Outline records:
##############################

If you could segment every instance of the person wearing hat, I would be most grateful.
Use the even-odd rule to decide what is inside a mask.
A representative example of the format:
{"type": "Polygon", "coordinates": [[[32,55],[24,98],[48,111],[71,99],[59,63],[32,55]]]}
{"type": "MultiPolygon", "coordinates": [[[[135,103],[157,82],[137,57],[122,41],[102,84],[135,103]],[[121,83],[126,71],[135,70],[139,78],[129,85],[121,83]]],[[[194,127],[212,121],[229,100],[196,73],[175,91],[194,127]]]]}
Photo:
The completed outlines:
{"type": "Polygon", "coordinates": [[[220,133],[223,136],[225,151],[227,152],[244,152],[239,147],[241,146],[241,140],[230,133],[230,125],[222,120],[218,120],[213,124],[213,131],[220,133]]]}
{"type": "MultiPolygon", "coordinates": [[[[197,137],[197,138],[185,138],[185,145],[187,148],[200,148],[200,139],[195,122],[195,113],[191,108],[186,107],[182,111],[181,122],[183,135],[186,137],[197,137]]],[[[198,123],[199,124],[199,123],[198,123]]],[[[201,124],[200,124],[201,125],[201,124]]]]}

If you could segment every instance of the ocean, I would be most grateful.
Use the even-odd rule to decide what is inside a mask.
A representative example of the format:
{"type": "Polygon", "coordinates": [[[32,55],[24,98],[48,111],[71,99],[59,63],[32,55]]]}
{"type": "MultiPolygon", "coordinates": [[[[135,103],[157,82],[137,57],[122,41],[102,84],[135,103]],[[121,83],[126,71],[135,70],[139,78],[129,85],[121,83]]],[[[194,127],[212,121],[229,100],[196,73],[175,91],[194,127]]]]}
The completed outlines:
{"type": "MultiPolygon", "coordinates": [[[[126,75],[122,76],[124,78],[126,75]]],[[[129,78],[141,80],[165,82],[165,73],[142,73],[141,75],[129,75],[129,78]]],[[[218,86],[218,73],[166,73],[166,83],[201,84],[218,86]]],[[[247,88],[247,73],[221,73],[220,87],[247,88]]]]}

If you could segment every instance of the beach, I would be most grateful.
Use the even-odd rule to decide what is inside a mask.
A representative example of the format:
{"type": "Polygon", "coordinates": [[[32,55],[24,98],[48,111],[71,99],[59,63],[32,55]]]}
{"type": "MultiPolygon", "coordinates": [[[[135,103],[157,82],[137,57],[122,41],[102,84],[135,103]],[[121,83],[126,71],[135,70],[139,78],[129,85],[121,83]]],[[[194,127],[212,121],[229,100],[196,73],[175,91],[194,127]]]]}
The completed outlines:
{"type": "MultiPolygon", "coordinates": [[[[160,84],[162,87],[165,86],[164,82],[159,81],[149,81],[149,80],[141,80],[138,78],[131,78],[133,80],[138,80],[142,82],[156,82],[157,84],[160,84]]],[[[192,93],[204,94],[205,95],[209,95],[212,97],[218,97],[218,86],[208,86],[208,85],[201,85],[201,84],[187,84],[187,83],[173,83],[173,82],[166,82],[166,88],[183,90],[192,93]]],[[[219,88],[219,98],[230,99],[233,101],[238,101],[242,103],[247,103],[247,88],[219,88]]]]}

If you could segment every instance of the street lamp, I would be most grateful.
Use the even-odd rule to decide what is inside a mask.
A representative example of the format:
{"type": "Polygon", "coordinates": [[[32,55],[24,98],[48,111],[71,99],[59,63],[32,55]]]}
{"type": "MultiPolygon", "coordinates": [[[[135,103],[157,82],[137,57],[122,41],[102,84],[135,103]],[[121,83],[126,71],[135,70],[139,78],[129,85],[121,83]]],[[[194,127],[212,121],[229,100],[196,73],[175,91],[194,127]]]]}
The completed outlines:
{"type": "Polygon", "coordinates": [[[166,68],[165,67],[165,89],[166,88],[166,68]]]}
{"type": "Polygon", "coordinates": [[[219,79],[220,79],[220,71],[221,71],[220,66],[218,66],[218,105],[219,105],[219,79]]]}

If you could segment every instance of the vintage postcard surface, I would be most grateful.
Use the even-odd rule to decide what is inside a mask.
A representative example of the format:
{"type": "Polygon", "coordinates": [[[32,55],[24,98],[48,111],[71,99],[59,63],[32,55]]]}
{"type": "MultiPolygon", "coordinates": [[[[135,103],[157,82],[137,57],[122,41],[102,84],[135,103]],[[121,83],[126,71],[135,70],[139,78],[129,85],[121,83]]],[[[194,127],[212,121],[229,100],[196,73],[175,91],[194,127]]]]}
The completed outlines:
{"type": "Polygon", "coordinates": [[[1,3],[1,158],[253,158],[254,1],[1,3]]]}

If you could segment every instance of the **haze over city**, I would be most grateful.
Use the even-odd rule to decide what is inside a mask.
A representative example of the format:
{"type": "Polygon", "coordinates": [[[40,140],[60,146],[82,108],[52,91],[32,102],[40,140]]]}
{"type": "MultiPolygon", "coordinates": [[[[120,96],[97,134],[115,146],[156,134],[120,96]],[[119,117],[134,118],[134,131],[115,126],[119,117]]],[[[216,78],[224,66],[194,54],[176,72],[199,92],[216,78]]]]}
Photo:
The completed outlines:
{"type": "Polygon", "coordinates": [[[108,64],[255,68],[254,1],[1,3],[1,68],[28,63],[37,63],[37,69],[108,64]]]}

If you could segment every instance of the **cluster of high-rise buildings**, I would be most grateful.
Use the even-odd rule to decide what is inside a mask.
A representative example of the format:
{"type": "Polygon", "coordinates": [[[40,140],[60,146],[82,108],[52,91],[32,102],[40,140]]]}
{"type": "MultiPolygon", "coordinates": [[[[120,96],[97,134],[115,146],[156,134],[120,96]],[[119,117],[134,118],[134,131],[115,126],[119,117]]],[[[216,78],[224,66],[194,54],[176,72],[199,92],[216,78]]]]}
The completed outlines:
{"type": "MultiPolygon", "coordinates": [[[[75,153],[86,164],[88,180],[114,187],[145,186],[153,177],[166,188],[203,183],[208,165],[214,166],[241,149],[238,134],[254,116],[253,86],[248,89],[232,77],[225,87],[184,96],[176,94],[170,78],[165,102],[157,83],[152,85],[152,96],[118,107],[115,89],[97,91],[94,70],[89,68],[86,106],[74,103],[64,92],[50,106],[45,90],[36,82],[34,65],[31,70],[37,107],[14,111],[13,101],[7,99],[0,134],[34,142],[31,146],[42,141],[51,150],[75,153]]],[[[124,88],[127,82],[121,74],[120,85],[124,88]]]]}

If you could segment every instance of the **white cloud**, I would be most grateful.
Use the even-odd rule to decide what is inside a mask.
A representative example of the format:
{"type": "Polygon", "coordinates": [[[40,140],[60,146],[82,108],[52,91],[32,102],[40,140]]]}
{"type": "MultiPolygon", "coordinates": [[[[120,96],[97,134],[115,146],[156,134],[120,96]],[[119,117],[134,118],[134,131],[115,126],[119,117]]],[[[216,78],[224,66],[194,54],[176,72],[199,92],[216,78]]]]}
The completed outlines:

##############################

Challenge:
Convert every line of the rows above into a Markdown table with two columns, No. and Line. Number the lines in order and leave out blank lines.

Reply:
| No. | Line |
|---|---|
| 1 | If you could segment every instance of the person wearing hat, I would be most grateful. |
| 2 | Use the even-odd rule to decide what is inside a mask. |
| 3 | A representative example of the format: |
| 4 | {"type": "Polygon", "coordinates": [[[32,55],[24,98],[48,111],[71,99],[59,63],[32,55]]]} |
| 5 | {"type": "MultiPolygon", "coordinates": [[[[135,103],[157,82],[137,57],[122,41],[102,84],[135,103]],[[121,83],[126,71],[135,70],[139,78],[129,85],[121,83]]],[[[194,127],[212,121],[229,100],[196,73],[175,91],[194,127]]]]} |
| 6 | Photo: |
| 7 | The completed outlines: |
| 8 | {"type": "Polygon", "coordinates": [[[220,133],[223,136],[225,151],[227,152],[244,152],[239,147],[241,146],[241,140],[230,133],[230,125],[222,120],[218,120],[213,124],[213,131],[220,133]]]} |
| 9 | {"type": "MultiPolygon", "coordinates": [[[[197,137],[197,138],[185,138],[185,145],[187,148],[200,148],[200,139],[195,122],[195,113],[191,108],[186,107],[182,111],[181,122],[183,135],[186,137],[197,137]]],[[[198,123],[199,124],[199,123],[198,123]]],[[[201,124],[200,124],[201,125],[201,124]]]]} |
| 10 | If you could segment every instance of the ocean, I would be most grateful. |
| 11 | Use the even-odd rule to decide what is inside a mask. |
| 12 | A representative example of the format: |
| 13 | {"type": "Polygon", "coordinates": [[[32,55],[24,98],[48,111],[71,99],[59,63],[32,55]]]} |
| 14 | {"type": "MultiPolygon", "coordinates": [[[[135,103],[157,82],[137,57],[122,41],[102,84],[135,103]],[[121,83],[126,71],[135,70],[139,78],[129,85],[121,83]]],[[[194,127],[212,121],[229,100],[196,73],[175,91],[194,127]]]]} |
| 15 | The completed outlines: |
| 16 | {"type": "MultiPolygon", "coordinates": [[[[126,75],[122,76],[124,78],[126,75]]],[[[129,78],[141,80],[165,82],[165,73],[142,73],[141,75],[129,75],[129,78]]],[[[218,86],[218,73],[166,73],[166,83],[201,84],[218,86]]],[[[247,88],[247,73],[221,73],[220,87],[247,88]]]]} |
| 17 | If you could segment every instance of the beach, I would be most grateful. |
| 18 | Use the even-odd rule to decide what is inside a mask. |
| 19 | A representative example of the format: |
| 20 | {"type": "Polygon", "coordinates": [[[32,55],[24,98],[48,111],[71,99],[59,63],[32,55]]]} |
| 21 | {"type": "MultiPolygon", "coordinates": [[[[135,103],[157,82],[137,57],[122,41],[102,84],[135,103]],[[121,83],[126,71],[135,70],[139,78],[129,85],[121,83]]],[[[194,127],[212,121],[229,100],[196,73],[175,91],[194,127]]]]} |
| 22 | The completed outlines: |
| 23 | {"type": "MultiPolygon", "coordinates": [[[[160,84],[162,87],[165,86],[164,82],[159,81],[149,81],[149,80],[141,80],[138,78],[131,78],[133,80],[138,80],[142,82],[156,82],[157,84],[160,84]]],[[[192,93],[204,94],[205,95],[209,95],[212,97],[218,97],[218,86],[208,86],[208,85],[201,85],[201,84],[187,84],[187,83],[173,83],[173,82],[166,82],[166,88],[183,90],[192,93]]],[[[219,88],[219,98],[230,99],[233,101],[238,101],[242,103],[247,103],[247,88],[219,88]]]]} |
| 24 | If you could segment every instance of the street lamp, I would be most grateful. |
| 25 | Use the even-odd rule to decide what is inside a mask. |
| 26 | A representative example of the format: |
| 27 | {"type": "Polygon", "coordinates": [[[32,55],[24,98],[48,111],[71,99],[59,63],[32,55]]]} |
| 28 | {"type": "MultiPolygon", "coordinates": [[[[135,103],[157,82],[137,57],[122,41],[102,84],[135,103]],[[121,83],[126,71],[135,70],[139,78],[129,85],[121,83]]],[[[194,127],[212,121],[229,100],[196,73],[175,91],[194,127]]]]} |
| 29 | The completed outlines: |
| 30 | {"type": "Polygon", "coordinates": [[[166,68],[165,67],[165,89],[166,88],[166,68]]]} |
| 31 | {"type": "Polygon", "coordinates": [[[219,79],[220,79],[220,71],[221,71],[220,66],[218,66],[218,105],[219,105],[219,79]]]} |
| 32 | If you could segment every instance of the vintage postcard surface, I would be most grateful. |
| 33 | Use the even-odd rule to decide what is inside a mask. |
| 34 | A representative example of the format: |
| 35 | {"type": "Polygon", "coordinates": [[[32,55],[24,98],[48,111],[71,99],[59,63],[32,55]]]} |
| 36 | {"type": "MultiPolygon", "coordinates": [[[[135,103],[157,82],[137,57],[122,41],[102,84],[135,103]],[[121,83],[126,71],[135,70],[139,78],[129,85],[121,83]]],[[[194,127],[212,121],[229,100],[196,73],[175,91],[194,127]]]]} |
| 37 | The completed outlines: |
| 38 | {"type": "Polygon", "coordinates": [[[1,3],[1,158],[253,158],[254,1],[1,3]]]} |
| 39 | If you could segment every instance of the **haze over city**, I would be most grateful. |
| 40 | Use the even-odd rule to decide what is inside a mask. |
| 41 | A representative example of the format: |
| 42 | {"type": "Polygon", "coordinates": [[[40,140],[60,146],[82,108],[52,91],[32,102],[40,140]]]} |
| 43 | {"type": "MultiPolygon", "coordinates": [[[[120,96],[97,134],[115,146],[156,134],[120,96]],[[119,117],[134,118],[134,131],[115,126],[119,117]]],[[[216,78],[224,66],[194,54],[176,72],[199,92],[216,78]]]]} |
| 44 | Photo: |
| 45 | The completed outlines: |
| 46 | {"type": "Polygon", "coordinates": [[[108,64],[255,68],[254,1],[1,3],[1,68],[28,63],[37,63],[37,69],[108,64]]]} |
| 47 | If you could segment every instance of the **cluster of high-rise buildings**, I would be most grateful. |
| 48 | Use the even-odd rule to decide what is inside a mask. |
| 49 | A representative example of the format: |
| 50 | {"type": "Polygon", "coordinates": [[[40,140],[60,146],[82,108],[52,91],[32,102],[40,140]]]} |
| 51 | {"type": "MultiPolygon", "coordinates": [[[[120,96],[97,134],[115,146],[156,134],[120,96]],[[119,117],[134,118],[134,131],[115,126],[119,117]]],[[[216,78],[224,66],[194,54],[176,72],[199,92],[216,78]]]]} |
| 52 | The completed outlines: |
| 53 | {"type": "MultiPolygon", "coordinates": [[[[75,153],[86,164],[88,180],[114,187],[145,186],[153,177],[166,188],[203,183],[208,165],[214,166],[241,149],[238,134],[254,116],[253,86],[248,89],[232,77],[225,87],[184,96],[176,94],[170,78],[165,102],[157,83],[152,85],[152,96],[118,107],[115,89],[97,91],[94,70],[89,68],[86,106],[74,103],[64,92],[50,106],[45,90],[36,82],[34,65],[31,70],[37,107],[14,111],[13,101],[7,99],[0,134],[34,142],[31,146],[42,141],[51,150],[75,153]]],[[[124,88],[127,82],[121,74],[120,85],[124,88]]]]} |
| 54 | If you could segment every instance of the **white cloud**, I would be most grateful. |
| 55 | Use the even-odd rule to decide what is inside a mask. |
| 56 | A representative example of the format: |
| 57 | {"type": "Polygon", "coordinates": [[[40,140],[60,146],[82,108],[52,91],[32,102],[40,140]]]} |
| 58 | {"type": "MultiPolygon", "coordinates": [[[[120,96],[97,134],[115,146],[156,134],[120,96]],[[119,117],[134,118],[134,131],[115,126],[119,117]]],[[[216,78],[224,66],[194,54],[176,72],[199,92],[216,78]]]]} |
| 59 | The completed outlines: |